**THE PROBLEM**
Revise the entries from the line containing "the motorcycle rear" up to and including the line containing "<point>44,50</point>", replacing "motorcycle rear wheel" with "motorcycle front wheel" and leaving all else unchanged. Give only those lines.

**GIVEN ENTRIES**
──────

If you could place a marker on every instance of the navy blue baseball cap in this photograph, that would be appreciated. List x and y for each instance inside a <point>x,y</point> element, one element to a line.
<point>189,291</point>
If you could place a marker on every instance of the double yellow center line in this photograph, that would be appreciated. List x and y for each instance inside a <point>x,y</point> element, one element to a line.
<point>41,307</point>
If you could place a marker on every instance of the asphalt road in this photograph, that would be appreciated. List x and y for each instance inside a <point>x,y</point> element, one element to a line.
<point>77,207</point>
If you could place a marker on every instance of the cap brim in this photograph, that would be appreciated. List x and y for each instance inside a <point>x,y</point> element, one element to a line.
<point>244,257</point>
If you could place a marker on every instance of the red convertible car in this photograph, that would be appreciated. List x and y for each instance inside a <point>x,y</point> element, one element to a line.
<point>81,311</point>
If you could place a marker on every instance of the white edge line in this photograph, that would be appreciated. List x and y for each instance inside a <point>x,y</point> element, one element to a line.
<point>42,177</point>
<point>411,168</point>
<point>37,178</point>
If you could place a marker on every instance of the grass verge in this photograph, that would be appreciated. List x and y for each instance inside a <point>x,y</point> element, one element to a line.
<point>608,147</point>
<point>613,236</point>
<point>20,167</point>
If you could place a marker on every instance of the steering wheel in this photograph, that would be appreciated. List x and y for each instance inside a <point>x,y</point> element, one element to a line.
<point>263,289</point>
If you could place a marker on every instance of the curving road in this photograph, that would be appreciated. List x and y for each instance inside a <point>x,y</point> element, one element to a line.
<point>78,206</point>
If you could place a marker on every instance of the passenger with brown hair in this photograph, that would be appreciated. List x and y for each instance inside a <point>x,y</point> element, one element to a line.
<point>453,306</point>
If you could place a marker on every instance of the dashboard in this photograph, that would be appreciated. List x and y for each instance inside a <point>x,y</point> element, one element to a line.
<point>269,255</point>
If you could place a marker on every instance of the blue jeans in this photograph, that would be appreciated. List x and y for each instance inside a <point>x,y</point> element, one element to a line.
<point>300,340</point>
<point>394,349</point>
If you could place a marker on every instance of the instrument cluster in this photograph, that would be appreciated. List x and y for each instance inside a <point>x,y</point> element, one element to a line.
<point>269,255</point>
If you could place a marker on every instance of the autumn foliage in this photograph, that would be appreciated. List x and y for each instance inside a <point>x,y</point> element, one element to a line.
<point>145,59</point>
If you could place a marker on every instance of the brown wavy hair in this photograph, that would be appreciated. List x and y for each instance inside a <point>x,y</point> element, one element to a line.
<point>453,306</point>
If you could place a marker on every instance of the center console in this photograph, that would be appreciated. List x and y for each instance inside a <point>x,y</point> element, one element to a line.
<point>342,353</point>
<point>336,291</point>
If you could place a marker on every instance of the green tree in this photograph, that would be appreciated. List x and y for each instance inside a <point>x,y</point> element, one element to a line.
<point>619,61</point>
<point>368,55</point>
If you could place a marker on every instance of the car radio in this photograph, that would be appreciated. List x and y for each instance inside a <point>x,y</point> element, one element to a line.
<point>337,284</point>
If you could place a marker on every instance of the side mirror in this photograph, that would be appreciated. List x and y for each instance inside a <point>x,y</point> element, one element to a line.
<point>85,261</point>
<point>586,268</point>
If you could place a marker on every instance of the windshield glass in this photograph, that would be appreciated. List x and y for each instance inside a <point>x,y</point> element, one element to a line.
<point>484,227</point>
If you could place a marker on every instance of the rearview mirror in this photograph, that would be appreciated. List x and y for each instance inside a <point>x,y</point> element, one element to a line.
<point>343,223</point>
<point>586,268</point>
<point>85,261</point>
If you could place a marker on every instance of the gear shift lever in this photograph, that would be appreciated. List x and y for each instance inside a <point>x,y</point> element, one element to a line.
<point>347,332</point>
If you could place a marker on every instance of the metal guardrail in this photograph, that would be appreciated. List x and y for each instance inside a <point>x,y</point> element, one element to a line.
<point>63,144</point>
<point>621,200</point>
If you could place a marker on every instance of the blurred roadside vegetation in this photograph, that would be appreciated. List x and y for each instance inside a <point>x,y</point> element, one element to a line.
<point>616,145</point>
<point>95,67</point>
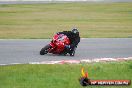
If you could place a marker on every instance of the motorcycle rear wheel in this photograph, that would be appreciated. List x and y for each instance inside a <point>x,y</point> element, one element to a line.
<point>44,50</point>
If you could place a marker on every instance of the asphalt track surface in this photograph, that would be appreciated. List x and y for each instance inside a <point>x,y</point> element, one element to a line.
<point>27,50</point>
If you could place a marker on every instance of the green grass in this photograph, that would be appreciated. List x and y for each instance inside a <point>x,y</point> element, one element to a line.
<point>106,20</point>
<point>62,76</point>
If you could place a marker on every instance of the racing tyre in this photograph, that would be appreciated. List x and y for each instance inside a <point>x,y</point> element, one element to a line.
<point>45,49</point>
<point>72,53</point>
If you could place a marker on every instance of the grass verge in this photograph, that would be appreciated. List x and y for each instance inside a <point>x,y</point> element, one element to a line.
<point>62,76</point>
<point>102,20</point>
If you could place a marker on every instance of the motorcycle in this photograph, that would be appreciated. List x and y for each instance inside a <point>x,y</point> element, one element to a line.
<point>57,46</point>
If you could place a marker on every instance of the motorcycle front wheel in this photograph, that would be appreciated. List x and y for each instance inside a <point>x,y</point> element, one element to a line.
<point>45,49</point>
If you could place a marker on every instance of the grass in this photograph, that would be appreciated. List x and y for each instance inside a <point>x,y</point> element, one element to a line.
<point>62,76</point>
<point>106,20</point>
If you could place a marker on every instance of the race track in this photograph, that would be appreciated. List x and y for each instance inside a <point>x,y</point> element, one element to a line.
<point>27,50</point>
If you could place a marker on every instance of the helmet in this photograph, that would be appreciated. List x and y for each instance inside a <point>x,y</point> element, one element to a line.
<point>75,31</point>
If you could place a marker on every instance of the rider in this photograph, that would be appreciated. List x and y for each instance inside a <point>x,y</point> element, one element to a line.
<point>74,37</point>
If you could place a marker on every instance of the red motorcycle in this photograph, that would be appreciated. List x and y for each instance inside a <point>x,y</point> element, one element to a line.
<point>57,45</point>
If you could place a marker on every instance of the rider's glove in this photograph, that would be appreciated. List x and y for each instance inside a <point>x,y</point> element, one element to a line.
<point>67,46</point>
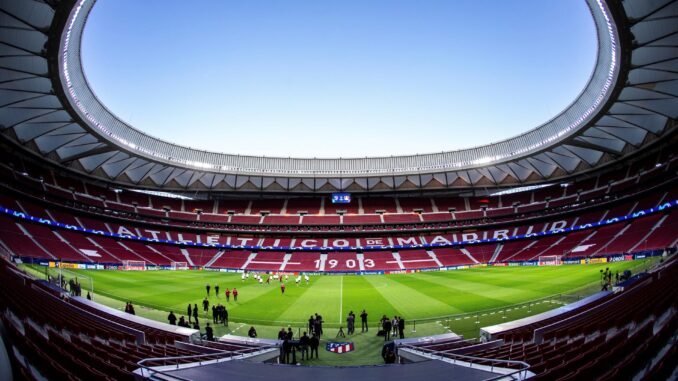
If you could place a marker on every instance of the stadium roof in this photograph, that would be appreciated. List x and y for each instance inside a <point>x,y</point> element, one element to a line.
<point>48,108</point>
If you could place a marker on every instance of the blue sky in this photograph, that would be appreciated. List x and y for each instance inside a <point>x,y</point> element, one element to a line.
<point>337,78</point>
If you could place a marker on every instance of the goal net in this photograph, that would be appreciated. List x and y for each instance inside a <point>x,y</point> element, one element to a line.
<point>550,260</point>
<point>134,265</point>
<point>179,266</point>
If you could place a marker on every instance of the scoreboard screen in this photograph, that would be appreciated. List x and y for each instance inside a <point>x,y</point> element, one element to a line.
<point>341,198</point>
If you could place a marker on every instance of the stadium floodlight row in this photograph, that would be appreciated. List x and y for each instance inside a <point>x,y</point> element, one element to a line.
<point>629,102</point>
<point>376,214</point>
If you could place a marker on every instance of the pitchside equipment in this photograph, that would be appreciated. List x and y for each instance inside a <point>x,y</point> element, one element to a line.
<point>134,265</point>
<point>179,266</point>
<point>550,260</point>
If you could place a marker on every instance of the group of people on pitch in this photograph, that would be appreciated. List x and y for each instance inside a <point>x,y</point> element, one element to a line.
<point>227,293</point>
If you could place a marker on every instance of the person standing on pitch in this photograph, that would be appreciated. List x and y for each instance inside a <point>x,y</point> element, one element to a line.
<point>387,326</point>
<point>401,327</point>
<point>172,319</point>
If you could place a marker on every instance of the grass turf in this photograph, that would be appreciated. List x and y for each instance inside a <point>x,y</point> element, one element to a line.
<point>423,297</point>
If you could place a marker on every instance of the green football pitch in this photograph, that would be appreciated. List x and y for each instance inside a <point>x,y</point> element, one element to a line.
<point>459,301</point>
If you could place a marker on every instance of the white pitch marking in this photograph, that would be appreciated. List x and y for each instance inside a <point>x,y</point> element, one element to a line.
<point>341,298</point>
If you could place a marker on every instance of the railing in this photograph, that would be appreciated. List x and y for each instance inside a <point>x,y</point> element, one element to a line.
<point>148,370</point>
<point>472,362</point>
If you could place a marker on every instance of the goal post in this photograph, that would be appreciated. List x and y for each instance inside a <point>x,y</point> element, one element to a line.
<point>550,260</point>
<point>179,266</point>
<point>130,265</point>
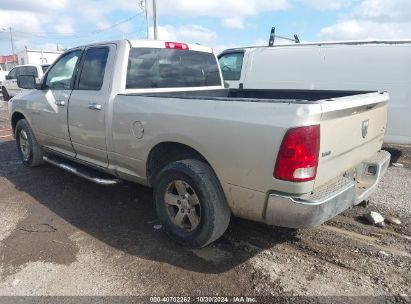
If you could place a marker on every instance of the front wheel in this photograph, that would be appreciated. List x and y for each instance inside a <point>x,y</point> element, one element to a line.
<point>190,203</point>
<point>29,149</point>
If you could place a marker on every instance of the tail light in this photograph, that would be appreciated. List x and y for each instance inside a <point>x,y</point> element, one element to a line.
<point>177,45</point>
<point>297,160</point>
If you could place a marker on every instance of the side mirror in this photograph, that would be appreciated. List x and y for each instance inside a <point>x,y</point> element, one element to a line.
<point>26,82</point>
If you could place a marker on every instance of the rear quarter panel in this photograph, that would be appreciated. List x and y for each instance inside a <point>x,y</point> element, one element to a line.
<point>239,139</point>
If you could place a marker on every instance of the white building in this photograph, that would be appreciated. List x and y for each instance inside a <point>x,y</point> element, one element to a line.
<point>30,56</point>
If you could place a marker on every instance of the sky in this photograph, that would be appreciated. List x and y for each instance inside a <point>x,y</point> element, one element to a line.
<point>220,24</point>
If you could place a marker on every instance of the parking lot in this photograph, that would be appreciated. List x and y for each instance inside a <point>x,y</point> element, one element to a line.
<point>62,235</point>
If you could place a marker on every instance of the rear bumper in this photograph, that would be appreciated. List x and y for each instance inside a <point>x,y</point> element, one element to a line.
<point>329,200</point>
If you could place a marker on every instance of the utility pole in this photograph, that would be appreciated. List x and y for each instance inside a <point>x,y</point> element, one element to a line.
<point>11,41</point>
<point>147,19</point>
<point>155,19</point>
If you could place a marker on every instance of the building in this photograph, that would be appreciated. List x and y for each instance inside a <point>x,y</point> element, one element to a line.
<point>8,62</point>
<point>30,56</point>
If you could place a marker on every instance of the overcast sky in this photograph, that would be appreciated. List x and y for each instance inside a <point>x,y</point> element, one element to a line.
<point>217,23</point>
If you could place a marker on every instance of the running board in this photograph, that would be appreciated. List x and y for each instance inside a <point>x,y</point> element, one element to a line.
<point>82,171</point>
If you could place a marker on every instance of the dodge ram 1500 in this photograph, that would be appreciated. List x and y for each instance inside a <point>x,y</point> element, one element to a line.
<point>157,113</point>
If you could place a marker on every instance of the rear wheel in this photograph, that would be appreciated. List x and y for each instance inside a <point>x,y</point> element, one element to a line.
<point>190,203</point>
<point>6,96</point>
<point>30,151</point>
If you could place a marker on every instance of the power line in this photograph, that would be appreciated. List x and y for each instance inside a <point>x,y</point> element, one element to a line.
<point>73,35</point>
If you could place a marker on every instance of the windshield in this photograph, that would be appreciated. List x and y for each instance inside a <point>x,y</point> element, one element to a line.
<point>171,68</point>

──────

**TASK RESULT**
If you could place a marker on every instance of the motorcycle front wheel in this photograph, that would be appreciated. List x and y for each instance inside a <point>x,y</point> element, one element to a line.
<point>44,50</point>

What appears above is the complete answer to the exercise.